§ **Aim of the task**:
The reply to the records below should contain exactly the lines from the line with "Target: basket weave texture" through the line with "mark the light", and nothing besides.

§ **Information supplied**:

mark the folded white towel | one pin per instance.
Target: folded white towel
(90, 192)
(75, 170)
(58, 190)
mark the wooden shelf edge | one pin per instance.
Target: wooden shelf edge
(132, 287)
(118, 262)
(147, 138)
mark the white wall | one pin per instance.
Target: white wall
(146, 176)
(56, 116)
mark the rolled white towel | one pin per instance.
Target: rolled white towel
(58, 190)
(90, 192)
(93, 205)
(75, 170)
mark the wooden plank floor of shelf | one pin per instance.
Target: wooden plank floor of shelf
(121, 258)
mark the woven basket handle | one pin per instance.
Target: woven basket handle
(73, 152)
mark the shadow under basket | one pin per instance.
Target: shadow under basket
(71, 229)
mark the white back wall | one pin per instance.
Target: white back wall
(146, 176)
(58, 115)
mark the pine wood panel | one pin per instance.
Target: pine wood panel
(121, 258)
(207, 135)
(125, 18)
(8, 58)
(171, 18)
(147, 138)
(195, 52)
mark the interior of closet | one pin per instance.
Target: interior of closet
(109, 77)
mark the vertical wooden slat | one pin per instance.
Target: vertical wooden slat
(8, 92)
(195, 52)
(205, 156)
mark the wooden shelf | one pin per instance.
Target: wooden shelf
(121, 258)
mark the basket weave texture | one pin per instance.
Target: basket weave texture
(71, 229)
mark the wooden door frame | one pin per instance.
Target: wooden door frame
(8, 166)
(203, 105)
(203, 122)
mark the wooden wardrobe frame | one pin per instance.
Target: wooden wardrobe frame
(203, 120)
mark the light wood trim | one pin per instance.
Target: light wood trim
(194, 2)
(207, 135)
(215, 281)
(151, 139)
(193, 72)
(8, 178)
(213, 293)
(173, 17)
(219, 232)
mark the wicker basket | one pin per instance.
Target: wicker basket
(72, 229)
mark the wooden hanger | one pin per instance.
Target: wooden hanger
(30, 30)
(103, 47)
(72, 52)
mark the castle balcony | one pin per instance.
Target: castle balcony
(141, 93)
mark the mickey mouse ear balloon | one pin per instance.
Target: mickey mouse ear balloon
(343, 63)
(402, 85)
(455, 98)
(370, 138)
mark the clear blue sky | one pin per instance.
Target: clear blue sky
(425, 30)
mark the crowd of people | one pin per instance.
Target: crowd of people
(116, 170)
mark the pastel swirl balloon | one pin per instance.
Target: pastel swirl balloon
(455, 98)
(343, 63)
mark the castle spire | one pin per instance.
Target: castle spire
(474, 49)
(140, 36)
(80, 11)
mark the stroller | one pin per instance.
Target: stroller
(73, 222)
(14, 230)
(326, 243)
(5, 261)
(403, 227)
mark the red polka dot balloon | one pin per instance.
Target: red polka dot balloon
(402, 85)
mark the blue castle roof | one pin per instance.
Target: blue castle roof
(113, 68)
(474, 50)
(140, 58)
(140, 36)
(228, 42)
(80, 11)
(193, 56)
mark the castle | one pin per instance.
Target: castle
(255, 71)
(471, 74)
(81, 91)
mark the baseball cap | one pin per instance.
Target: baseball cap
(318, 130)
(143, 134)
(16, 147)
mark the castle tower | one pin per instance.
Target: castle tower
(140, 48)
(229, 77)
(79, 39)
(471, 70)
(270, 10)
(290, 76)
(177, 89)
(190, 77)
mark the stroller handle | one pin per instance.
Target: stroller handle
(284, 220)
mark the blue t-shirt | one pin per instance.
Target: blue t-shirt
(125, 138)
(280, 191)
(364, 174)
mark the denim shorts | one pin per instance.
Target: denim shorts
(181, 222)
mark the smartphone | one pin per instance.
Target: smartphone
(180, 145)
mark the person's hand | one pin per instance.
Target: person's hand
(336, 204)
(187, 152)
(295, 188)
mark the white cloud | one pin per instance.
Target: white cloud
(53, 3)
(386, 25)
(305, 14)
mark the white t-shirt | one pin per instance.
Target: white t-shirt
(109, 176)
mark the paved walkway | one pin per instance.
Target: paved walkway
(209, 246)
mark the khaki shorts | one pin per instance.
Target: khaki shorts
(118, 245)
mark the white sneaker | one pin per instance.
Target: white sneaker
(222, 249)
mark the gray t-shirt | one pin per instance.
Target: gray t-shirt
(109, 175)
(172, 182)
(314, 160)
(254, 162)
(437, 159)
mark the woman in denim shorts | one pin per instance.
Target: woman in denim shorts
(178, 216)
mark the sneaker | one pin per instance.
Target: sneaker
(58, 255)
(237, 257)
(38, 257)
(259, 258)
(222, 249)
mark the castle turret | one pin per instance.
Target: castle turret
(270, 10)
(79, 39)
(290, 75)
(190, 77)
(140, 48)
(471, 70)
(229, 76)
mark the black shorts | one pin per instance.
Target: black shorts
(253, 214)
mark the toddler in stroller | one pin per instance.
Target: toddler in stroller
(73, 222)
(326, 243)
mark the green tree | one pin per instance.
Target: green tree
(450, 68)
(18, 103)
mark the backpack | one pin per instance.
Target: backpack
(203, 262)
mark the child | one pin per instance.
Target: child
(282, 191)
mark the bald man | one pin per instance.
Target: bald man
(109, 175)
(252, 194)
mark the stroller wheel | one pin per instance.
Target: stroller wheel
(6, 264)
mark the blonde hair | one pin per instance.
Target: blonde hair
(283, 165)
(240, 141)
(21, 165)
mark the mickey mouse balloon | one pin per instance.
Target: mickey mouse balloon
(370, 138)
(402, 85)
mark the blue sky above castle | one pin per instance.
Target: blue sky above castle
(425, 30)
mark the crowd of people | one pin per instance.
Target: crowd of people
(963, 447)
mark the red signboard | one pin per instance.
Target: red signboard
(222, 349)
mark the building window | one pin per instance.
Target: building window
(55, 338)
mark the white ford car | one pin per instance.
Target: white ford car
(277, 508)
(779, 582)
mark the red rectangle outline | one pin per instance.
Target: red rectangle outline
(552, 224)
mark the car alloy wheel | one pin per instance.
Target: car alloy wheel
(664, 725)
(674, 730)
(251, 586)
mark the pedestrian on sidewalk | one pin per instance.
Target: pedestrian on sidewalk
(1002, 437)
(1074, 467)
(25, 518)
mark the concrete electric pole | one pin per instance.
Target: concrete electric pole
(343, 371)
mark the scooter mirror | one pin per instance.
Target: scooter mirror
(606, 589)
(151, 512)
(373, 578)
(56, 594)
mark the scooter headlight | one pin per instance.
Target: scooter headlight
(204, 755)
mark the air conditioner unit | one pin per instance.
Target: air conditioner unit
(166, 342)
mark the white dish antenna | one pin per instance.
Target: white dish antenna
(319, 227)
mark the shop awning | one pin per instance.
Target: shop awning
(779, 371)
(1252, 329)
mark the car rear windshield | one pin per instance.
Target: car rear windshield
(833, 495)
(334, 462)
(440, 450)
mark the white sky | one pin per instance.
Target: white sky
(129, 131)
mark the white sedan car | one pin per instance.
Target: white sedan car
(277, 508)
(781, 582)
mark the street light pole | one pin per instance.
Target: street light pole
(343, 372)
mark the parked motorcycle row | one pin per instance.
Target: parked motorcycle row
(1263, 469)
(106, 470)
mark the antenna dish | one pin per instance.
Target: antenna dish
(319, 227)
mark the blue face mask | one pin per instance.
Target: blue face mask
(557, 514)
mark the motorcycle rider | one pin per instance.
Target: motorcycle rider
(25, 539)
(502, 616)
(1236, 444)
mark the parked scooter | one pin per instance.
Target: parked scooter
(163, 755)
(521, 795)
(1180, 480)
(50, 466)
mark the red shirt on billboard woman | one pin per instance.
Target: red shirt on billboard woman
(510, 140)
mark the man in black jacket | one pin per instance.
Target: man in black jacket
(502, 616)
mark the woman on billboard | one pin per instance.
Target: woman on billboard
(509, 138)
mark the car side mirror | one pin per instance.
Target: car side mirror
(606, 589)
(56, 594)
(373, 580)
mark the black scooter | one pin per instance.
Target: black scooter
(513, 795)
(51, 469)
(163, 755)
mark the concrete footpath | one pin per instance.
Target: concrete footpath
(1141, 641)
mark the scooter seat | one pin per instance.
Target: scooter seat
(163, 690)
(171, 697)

§ **Expected answer**:
Target: basket weave texture
(71, 229)
mark the wooden door frame | one pin per instance.
Target: wooden door frame
(8, 166)
(203, 105)
(203, 122)
mark the wooden wardrobe frame | one pin per instance.
Target: wooden wardrobe frame
(203, 120)
mark the light wood trim | one pin per instance.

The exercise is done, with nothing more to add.